• **WORK TASK 1**
Update the UTI prevention text by repeating it starting at "Urinate after sex" and ending at "symptoms more likely.", with "bacteria" changed to "germs" throughout.
• **WORK TASK 2**
According to the UTI text, what is the usual treatment for both simple and complicated urinary tract infections?

• **EXTRACT PROVIDED**
Cleanse your genital area before sex.
Urinate after sex to flush away any bacteria that may have entered your urethra.
If you use a diaphragm, unlubricated condoms, or spermicidal jelly for birth control, consider switching to another method. Diaphragms can increase bacteria growth, while unlubricated condoms and spermicides can cause irritation. All can make UTI symptoms more likely.
Keep your genital area dry by wearing cotton underwear and loose-fitting clothes. Avoid tight jeans and nylon underwear — they can trap moisture, creating the perfect environment for bacteria growth.
The usual treatment for both simple and complicated urinary tract infections is antibiotics. The type of antibiotic and duration of treatment depend on the circumstances. Examples of common antibiotics used in treatment include, but are not limited to, amoxicillin, sulfamethoxazole/trimethoprim (Bactrim), ciprofloxacin, nitrofurantoin (Macrobid), and many others. Your health-care provider will chose the appropriate medication for your condition and the specific causative organisms.

• **SUPPLIED INFORMATION**
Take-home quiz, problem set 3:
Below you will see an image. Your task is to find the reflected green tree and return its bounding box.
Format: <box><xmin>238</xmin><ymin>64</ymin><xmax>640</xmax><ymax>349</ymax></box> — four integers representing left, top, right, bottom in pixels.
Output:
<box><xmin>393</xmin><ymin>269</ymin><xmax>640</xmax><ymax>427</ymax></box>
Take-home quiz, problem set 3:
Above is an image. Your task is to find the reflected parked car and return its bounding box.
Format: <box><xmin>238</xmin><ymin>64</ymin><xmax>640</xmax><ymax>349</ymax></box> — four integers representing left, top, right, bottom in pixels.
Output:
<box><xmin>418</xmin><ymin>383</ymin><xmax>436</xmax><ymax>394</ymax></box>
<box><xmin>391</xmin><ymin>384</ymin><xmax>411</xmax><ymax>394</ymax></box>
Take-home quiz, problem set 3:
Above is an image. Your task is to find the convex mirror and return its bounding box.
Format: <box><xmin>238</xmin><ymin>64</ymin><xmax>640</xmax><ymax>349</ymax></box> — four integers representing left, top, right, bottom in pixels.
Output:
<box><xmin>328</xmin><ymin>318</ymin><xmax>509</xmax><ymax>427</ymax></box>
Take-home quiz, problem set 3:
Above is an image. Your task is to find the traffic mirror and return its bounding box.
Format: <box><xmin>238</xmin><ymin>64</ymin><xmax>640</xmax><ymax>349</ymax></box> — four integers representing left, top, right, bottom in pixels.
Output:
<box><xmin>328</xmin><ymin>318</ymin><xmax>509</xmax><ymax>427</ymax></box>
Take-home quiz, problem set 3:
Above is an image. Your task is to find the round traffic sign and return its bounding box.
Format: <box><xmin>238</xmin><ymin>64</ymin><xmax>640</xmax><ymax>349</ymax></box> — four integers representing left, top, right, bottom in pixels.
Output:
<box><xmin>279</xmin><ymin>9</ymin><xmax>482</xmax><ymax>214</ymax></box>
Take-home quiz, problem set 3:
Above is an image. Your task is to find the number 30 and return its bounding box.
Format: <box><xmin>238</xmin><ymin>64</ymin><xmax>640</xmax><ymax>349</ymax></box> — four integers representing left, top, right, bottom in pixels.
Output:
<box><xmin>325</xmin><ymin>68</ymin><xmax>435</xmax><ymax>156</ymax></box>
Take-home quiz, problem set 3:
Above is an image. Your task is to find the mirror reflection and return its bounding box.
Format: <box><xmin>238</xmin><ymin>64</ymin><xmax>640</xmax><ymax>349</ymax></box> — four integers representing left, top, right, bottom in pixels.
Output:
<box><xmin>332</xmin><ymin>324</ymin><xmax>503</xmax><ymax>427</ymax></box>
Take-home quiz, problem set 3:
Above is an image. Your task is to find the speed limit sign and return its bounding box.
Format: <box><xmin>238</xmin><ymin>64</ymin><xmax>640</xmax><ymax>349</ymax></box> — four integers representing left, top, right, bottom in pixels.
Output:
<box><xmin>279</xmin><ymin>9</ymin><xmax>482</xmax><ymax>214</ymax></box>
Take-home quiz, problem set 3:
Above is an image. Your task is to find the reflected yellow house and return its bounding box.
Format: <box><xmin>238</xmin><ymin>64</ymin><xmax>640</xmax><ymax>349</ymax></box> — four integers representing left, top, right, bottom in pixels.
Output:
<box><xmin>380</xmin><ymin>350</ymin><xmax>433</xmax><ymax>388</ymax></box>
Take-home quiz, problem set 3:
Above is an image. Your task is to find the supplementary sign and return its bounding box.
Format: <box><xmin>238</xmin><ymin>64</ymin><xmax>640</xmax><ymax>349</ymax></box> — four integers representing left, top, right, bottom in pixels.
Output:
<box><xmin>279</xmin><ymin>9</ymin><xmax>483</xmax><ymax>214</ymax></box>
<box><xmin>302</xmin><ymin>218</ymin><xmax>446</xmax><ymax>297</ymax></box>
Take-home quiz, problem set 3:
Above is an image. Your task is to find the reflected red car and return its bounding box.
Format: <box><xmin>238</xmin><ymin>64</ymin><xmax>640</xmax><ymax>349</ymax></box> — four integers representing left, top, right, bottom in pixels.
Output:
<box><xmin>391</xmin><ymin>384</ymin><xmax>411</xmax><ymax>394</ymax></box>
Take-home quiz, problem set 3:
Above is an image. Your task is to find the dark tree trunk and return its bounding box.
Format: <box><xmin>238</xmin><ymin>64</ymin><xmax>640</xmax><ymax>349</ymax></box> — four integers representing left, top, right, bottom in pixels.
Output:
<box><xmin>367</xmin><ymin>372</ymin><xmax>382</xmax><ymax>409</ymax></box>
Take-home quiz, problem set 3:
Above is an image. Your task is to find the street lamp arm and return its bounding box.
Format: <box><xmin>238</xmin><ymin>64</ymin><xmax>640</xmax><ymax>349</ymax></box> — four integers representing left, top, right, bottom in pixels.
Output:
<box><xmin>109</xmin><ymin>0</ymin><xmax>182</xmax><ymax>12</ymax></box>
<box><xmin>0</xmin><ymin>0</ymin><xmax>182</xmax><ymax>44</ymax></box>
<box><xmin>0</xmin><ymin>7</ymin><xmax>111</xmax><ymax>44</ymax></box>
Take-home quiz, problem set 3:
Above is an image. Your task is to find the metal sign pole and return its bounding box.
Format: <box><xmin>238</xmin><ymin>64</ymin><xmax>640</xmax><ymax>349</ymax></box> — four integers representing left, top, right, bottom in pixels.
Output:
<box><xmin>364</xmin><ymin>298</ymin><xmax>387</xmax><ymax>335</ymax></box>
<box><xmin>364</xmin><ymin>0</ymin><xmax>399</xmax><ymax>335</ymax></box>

• **PROBLEM SOLUTION 1**
Urinate after sex to flush away any germs that may have entered your urethra.
If you use a diaphragm, unlubricated condoms, or spermicidal jelly for birth control, consider switching to another method. Diaphragms can increase germs growth, while unlubricated condoms and spermicides can cause irritation. All can make UTI symptoms more likely.

• **PROBLEM SOLUTION 2**
Antibiotics.